Source data>
##############################
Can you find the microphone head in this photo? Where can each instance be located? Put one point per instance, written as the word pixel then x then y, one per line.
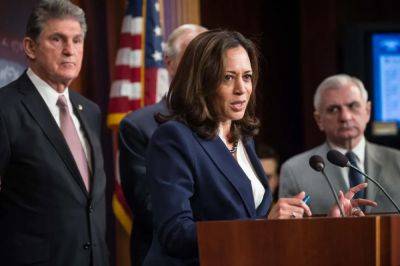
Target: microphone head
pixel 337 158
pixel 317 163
##############################
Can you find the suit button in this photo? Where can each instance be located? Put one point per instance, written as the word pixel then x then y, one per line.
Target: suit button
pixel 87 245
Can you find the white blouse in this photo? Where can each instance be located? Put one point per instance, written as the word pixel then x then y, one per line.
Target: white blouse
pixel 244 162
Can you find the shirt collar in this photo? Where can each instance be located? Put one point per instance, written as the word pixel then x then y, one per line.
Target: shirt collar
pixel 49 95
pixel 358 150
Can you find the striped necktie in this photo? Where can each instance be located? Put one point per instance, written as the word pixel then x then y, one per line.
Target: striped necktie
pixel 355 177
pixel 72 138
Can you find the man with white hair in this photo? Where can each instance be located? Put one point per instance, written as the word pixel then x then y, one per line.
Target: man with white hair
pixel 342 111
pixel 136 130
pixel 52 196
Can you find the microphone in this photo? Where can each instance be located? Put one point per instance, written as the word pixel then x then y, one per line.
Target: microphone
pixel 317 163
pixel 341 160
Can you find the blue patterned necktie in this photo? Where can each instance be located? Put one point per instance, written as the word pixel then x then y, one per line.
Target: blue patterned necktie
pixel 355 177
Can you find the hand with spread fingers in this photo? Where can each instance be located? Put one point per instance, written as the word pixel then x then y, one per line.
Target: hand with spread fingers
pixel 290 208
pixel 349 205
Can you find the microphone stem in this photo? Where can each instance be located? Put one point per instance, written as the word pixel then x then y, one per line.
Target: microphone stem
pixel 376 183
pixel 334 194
##############################
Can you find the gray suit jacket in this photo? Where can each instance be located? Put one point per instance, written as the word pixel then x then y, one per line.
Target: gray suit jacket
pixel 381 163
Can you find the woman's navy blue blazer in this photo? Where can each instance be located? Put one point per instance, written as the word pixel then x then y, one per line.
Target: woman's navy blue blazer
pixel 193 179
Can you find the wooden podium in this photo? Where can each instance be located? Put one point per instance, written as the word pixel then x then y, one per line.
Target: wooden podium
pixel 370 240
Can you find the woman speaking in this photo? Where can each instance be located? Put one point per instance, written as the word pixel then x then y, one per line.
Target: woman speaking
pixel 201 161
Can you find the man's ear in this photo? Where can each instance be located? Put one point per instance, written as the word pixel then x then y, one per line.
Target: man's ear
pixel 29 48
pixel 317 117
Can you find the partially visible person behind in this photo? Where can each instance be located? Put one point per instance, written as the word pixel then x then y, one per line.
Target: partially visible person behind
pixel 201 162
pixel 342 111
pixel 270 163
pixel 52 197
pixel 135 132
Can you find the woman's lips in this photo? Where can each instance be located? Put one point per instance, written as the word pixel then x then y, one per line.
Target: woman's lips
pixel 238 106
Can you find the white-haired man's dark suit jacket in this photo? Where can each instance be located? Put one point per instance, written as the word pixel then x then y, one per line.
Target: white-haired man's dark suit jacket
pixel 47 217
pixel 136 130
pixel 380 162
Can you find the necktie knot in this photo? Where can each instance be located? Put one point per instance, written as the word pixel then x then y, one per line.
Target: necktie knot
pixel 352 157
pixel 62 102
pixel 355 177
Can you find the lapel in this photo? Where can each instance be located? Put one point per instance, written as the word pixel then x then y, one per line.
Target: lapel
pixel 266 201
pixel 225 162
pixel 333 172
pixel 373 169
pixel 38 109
##############################
Your instructions> Set down, unchanged, only those lines above that fall between the line with "Target: white blouse" and the line with "Can you find the striped", the two end lines included.

Reply>
Target: white blouse
pixel 244 162
Can you find the shirt collar in this photo? Where can each instance be located? Put one point per instance, written as the word pixel then x then y, one per line.
Target: shirt collar
pixel 49 95
pixel 358 150
Can you find the striped necktie in this photo? Where can each instance be located? Put one point per instance, written as the word pixel then x then y, one per line.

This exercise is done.